RECORD SET:
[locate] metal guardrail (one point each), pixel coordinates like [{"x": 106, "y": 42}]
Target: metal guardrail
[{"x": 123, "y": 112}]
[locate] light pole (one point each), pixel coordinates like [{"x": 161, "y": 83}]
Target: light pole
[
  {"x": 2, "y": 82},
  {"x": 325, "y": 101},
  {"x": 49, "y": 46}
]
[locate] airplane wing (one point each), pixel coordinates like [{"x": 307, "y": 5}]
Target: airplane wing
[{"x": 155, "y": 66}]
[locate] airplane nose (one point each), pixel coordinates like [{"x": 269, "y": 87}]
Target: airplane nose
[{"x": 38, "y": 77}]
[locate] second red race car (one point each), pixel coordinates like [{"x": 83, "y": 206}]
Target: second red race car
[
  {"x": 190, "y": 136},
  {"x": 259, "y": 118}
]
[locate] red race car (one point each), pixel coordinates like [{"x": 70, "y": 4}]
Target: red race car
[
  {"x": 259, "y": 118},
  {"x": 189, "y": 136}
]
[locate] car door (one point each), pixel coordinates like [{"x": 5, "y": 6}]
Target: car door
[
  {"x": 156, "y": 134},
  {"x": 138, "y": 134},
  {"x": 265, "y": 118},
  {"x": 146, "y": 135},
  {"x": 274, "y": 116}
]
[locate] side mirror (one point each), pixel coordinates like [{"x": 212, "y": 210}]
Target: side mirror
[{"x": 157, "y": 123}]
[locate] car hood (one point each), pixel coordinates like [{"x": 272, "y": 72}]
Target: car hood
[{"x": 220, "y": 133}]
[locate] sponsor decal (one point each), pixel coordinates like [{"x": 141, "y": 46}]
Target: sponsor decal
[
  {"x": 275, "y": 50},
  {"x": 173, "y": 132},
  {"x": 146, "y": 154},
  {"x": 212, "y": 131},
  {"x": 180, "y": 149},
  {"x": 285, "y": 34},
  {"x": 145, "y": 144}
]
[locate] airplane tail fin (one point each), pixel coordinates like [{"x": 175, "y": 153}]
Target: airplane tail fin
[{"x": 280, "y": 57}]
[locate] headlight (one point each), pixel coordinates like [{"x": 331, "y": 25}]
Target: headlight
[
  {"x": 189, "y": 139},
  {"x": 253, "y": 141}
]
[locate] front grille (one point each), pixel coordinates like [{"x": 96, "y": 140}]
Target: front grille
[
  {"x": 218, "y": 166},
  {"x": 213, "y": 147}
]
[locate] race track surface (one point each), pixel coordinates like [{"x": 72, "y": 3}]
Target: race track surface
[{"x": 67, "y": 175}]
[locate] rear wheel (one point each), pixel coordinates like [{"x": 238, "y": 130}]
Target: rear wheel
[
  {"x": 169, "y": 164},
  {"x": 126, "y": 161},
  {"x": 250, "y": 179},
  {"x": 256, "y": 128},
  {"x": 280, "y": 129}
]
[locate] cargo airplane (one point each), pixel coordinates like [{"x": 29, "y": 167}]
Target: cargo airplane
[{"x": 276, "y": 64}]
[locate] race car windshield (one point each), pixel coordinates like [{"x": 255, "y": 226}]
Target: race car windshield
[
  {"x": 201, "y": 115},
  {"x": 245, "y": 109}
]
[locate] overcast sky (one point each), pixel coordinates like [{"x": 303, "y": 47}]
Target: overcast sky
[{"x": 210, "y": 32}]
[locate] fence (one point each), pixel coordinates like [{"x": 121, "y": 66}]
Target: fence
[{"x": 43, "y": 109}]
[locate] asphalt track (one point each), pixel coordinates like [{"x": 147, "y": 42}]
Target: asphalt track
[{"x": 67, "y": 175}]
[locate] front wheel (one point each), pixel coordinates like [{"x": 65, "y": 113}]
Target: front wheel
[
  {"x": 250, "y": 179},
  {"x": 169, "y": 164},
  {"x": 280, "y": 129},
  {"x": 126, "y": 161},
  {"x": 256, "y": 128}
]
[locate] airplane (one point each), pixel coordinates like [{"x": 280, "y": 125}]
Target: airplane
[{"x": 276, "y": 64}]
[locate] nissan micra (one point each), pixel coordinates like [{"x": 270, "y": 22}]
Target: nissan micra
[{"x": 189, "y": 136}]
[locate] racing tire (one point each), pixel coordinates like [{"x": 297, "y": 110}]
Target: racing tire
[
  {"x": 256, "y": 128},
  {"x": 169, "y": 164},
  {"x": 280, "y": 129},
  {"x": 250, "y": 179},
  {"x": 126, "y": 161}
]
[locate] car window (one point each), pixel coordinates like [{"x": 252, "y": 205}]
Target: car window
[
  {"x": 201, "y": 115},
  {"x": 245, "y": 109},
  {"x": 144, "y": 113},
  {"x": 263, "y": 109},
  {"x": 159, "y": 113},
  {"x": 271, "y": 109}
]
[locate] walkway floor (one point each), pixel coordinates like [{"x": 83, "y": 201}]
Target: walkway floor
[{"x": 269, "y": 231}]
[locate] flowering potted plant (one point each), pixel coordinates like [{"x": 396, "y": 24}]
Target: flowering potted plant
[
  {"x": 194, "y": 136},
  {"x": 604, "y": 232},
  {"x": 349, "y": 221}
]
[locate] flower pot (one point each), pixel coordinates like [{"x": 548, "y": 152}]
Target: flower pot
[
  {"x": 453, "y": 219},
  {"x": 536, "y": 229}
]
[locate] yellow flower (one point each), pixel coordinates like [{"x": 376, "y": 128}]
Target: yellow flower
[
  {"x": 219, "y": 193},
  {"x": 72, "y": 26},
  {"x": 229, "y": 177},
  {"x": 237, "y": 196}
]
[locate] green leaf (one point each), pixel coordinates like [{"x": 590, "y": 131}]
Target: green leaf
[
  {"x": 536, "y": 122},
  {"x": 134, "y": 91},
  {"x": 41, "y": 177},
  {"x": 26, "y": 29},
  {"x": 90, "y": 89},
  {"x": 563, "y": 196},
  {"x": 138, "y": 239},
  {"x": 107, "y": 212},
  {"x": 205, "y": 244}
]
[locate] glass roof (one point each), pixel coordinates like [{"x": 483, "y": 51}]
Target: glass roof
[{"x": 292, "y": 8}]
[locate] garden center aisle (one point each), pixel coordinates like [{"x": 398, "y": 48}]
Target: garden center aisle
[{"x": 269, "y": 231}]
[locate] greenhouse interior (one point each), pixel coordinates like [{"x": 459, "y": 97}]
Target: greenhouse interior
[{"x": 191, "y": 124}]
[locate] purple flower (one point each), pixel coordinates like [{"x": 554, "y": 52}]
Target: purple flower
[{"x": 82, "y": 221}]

WRITTEN INSTRUCTION:
Extract, word for word, each line of the listing above.

THE ANSWER:
[locate] metal guardrail (one point each), pixel coordinates like [{"x": 106, "y": 42}]
Target: metal guardrail
[{"x": 123, "y": 112}]
[locate] light pole (one point each), pixel coordinates like [{"x": 161, "y": 83}]
Target: light pole
[
  {"x": 2, "y": 82},
  {"x": 325, "y": 101},
  {"x": 49, "y": 46}
]
[locate] airplane wing (one point each), pixel coordinates like [{"x": 307, "y": 5}]
Target: airplane wing
[{"x": 155, "y": 66}]
[locate] airplane nose (one point each), pixel coordinates like [{"x": 269, "y": 87}]
Target: airplane nose
[{"x": 38, "y": 77}]
[locate] second red race car (one point each), pixel coordinates like [{"x": 83, "y": 206}]
Target: second red race car
[
  {"x": 190, "y": 136},
  {"x": 259, "y": 118}
]
[locate] red race car (one point each), pixel coordinates like [{"x": 70, "y": 4}]
Target: red race car
[
  {"x": 259, "y": 118},
  {"x": 189, "y": 136}
]
[locate] car door (one point each), pixel coordinates like [{"x": 5, "y": 6}]
Target: car door
[
  {"x": 156, "y": 134},
  {"x": 138, "y": 134},
  {"x": 265, "y": 118},
  {"x": 146, "y": 135},
  {"x": 274, "y": 116}
]
[locate] side mirror (one point each), pixel coordinates like [{"x": 212, "y": 210}]
Target: side mirror
[{"x": 157, "y": 123}]
[locate] car hood (one point each), pixel coordinates like [{"x": 272, "y": 72}]
Target: car hood
[{"x": 220, "y": 133}]
[locate] sponsor decal (one point each), pixel coordinates like [{"x": 141, "y": 46}]
Target: sponsor decal
[
  {"x": 275, "y": 50},
  {"x": 173, "y": 132},
  {"x": 146, "y": 154},
  {"x": 212, "y": 131},
  {"x": 180, "y": 149},
  {"x": 285, "y": 34},
  {"x": 145, "y": 144}
]
[locate] airplane tail fin (one point each), pixel coordinates like [{"x": 175, "y": 153}]
Target: airplane tail fin
[{"x": 280, "y": 57}]
[locate] headlight (one point each), pixel coordinates like [{"x": 331, "y": 25}]
Target: headlight
[
  {"x": 189, "y": 139},
  {"x": 253, "y": 141}
]
[locate] front grille (one point each), pixel coordinates like [{"x": 96, "y": 140}]
Target: front grille
[
  {"x": 218, "y": 166},
  {"x": 213, "y": 147}
]
[locate] race track surface (one point each), pixel coordinates like [{"x": 72, "y": 3}]
Target: race track surface
[{"x": 67, "y": 175}]
[locate] rear wheel (one point each), pixel coordinates like [{"x": 238, "y": 130}]
Target: rear wheel
[
  {"x": 169, "y": 164},
  {"x": 126, "y": 161},
  {"x": 250, "y": 179},
  {"x": 256, "y": 128},
  {"x": 280, "y": 129}
]
[locate] cargo airplane (one point each), pixel coordinates like [{"x": 29, "y": 167}]
Target: cargo airplane
[{"x": 276, "y": 64}]
[locate] race car windshield (one point each), pixel coordinates like [{"x": 255, "y": 226}]
Target: race car windshield
[
  {"x": 201, "y": 115},
  {"x": 245, "y": 109}
]
[locate] overcast sky (one point each), pixel coordinates like [{"x": 303, "y": 47}]
Target: overcast sky
[{"x": 210, "y": 32}]
[locate] fence (one point each), pixel coordinates like [{"x": 121, "y": 66}]
Target: fence
[{"x": 43, "y": 109}]
[locate] asphalt track (one point each), pixel coordinates like [{"x": 147, "y": 42}]
Target: asphalt track
[{"x": 67, "y": 175}]
[locate] front wheel (one point each), pixel coordinates like [{"x": 65, "y": 113}]
Target: front wheel
[
  {"x": 250, "y": 179},
  {"x": 169, "y": 164},
  {"x": 280, "y": 129},
  {"x": 126, "y": 161},
  {"x": 256, "y": 128}
]
[locate] airplane (one point each), pixel coordinates like [{"x": 280, "y": 125}]
Target: airplane
[{"x": 276, "y": 64}]
[locate] nissan micra (one point each), pixel coordinates like [{"x": 270, "y": 22}]
Target: nissan micra
[{"x": 189, "y": 136}]
[locate] racing tire (one point each), pixel coordinates like [{"x": 297, "y": 110}]
Target: racing tire
[
  {"x": 256, "y": 128},
  {"x": 169, "y": 164},
  {"x": 280, "y": 129},
  {"x": 250, "y": 179},
  {"x": 126, "y": 161}
]
[locate] car window (one point each), pixel coordinates like [{"x": 252, "y": 205}]
Target: car window
[
  {"x": 201, "y": 115},
  {"x": 245, "y": 109},
  {"x": 144, "y": 113},
  {"x": 263, "y": 109},
  {"x": 159, "y": 113},
  {"x": 271, "y": 109}
]
[locate] walkway floor (one point each), pixel coordinates like [{"x": 83, "y": 201}]
Target: walkway floor
[{"x": 269, "y": 231}]
[locate] flowering potted plant (one point each), pixel coordinates like [{"x": 396, "y": 24}]
Target: flowering potted plant
[
  {"x": 194, "y": 136},
  {"x": 604, "y": 232},
  {"x": 349, "y": 221}
]
[locate] flower pot (one point each), pixel coordinates like [{"x": 548, "y": 152}]
Target: flower pot
[
  {"x": 453, "y": 219},
  {"x": 536, "y": 229}
]
[locate] yellow flower (one point each), pixel coordinates like [{"x": 376, "y": 128}]
Target: yellow flower
[
  {"x": 219, "y": 193},
  {"x": 72, "y": 26},
  {"x": 229, "y": 177},
  {"x": 237, "y": 196}
]
[locate] green leaf (one point each), pixel coordinates like [{"x": 590, "y": 131}]
Target: green leaf
[
  {"x": 536, "y": 122},
  {"x": 134, "y": 91},
  {"x": 41, "y": 177},
  {"x": 26, "y": 29},
  {"x": 90, "y": 89},
  {"x": 563, "y": 196},
  {"x": 138, "y": 239},
  {"x": 107, "y": 212},
  {"x": 205, "y": 244}
]
[locate] glass roof (one point each), pixel coordinates like [{"x": 483, "y": 51}]
Target: glass roof
[{"x": 292, "y": 8}]
[locate] garden center aisle (one point each), pixel coordinates like [{"x": 398, "y": 48}]
Target: garden center aisle
[{"x": 269, "y": 231}]
[locate] greenhouse interior (one point each), pixel coordinates like [{"x": 459, "y": 97}]
Target: greenhouse interior
[{"x": 191, "y": 124}]
[locate] purple flower (one point each), pixel coordinates like [{"x": 554, "y": 52}]
Target: purple flower
[{"x": 82, "y": 221}]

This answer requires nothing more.